CONSIGNA »
Escribe la continuación del fragmento sobre las mujeres árabes y el deporte que aparece más abajo, empezando justo después de su última frase.

FRAGMENTO PROPORCIONADO »
• • •

Y la carrera femenina, en la que ella había participado, ¿no era ésta motivo para pensar que se avecinaban tiempos mejores para las mujeres árabes? "La carrera representa un gran avance, pero no significa que los hombres piensen que las mujeres son iguales que ellos, o que las traten como tal. Son las mujeres las que siguen siendo obligadas a vestirse de cierta manera, no los hombres".
Quedaba, muchos cafés y cigarrillos después, una última pregunta: ¿quién estaba ganando la batalla? ¿Las mujeres o los anti-mujeres? Para una persona tan finamente consciente de la variedad de niveles de sutiles y contradictorios significados en el mundo árabe ("llevar un velo tampoco significa que no lleves los pantalones dentro de la casa", advierte), la pregunta era demasiado simplista. Una razón es que, como una mirada a Marruecos y otra a Arabia Saudí nos revela, "el mundo árabe" no es exactamente una entidad cultural uniforme. Es evidente que las corrientes encontradas forman remolinos y que su fuerza varía de un país a otro. Da la impresión de que en Egipto la situación es delicada, confusa y relativamente inestable. En Marruecos, donde el rey mantiene un control firme, la pregunta parecía más fácil de responder. Al menos para Nawal.
Ella coincide con la percepción de Iman de que hay más velos hoy que hace unos años en Marruecos. Pero Nawal considera que el deporte es un barómetro del cambio social que tiene al menos tanto valor como el velo. "El deporte está liberando a las mujeres de las viejas creencias" y permitiéndoles "demostrar su capacidad, pensar de forma positiva y tener más autoestima", me dijo. Y Nawal cree que, al contrario de lo que se piensa en Occidente, su bando está ganando. Ella no es una analista intelectual como Iman. Es una propagandista para la causa. Reconoce, eso sí, que en el mundo árabe, las mujeres se encuentran todavía donde estaban sus hermanas europeas "hace 100 años", pero menciona algunos datos para mostrar los progresos conseguidos. "En 1984, yo era la única mujer en el equipo olímpico marroquí, mientras que sólo 12 años más tarde tuvimos a mujeres en taekwondo, lucha, gimnasia, tenis, natación y atletismo. Y esa tendencia se ve en todo el mundo árabe".

• • •

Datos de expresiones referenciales
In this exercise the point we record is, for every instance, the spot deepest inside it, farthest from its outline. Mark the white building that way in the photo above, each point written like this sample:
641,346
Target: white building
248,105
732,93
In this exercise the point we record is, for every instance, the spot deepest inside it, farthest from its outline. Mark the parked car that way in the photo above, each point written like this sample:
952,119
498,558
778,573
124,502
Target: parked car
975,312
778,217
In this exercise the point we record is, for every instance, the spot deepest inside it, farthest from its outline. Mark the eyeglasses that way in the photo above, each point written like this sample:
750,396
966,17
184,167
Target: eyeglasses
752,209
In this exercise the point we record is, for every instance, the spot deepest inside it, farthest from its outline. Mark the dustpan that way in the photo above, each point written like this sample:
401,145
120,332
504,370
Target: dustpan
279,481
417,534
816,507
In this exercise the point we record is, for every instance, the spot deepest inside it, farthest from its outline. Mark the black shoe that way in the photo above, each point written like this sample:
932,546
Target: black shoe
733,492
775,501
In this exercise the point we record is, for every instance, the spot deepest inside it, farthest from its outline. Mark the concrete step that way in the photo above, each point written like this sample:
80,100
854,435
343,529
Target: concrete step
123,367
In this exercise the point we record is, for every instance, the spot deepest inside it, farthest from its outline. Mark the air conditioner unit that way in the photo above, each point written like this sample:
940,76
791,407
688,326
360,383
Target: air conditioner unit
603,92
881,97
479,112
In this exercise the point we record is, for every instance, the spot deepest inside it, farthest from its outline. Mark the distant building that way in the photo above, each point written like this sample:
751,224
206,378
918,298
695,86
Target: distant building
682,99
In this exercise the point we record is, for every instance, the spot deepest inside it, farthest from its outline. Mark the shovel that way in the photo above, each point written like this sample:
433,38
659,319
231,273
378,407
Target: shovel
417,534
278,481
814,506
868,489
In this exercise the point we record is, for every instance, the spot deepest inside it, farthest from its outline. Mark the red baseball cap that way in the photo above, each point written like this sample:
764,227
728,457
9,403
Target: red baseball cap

• • •

RESULTADO DEL EJERCICIO »
Entonces, ¿las mujeres árabes están adquiriendo más igualdad? "Sí, el deporte realmente es un barómetro en el que verdaderamente podemos confiar. Yo viajo por todos los países -Egipto, Argelia, Yemen, Kuwait, Qatar, Bahrein- y puedo ver el cambio. Las mujeres están presentes, están invadiendo el escenario. Mi abuela no sabía andar sin el velo cubriéndole la cara. Decía que tenía la impresión de que podía caerse si se lo quitaba. Yo me siento muy afortunada de vivir en nuestros tiempos, en los que vemos cada vez a más mujeres que trabajan como profesoras, médicos, en el parlamento, en el gobierno. Es una transformación profunda. El futuro es de las mujeres".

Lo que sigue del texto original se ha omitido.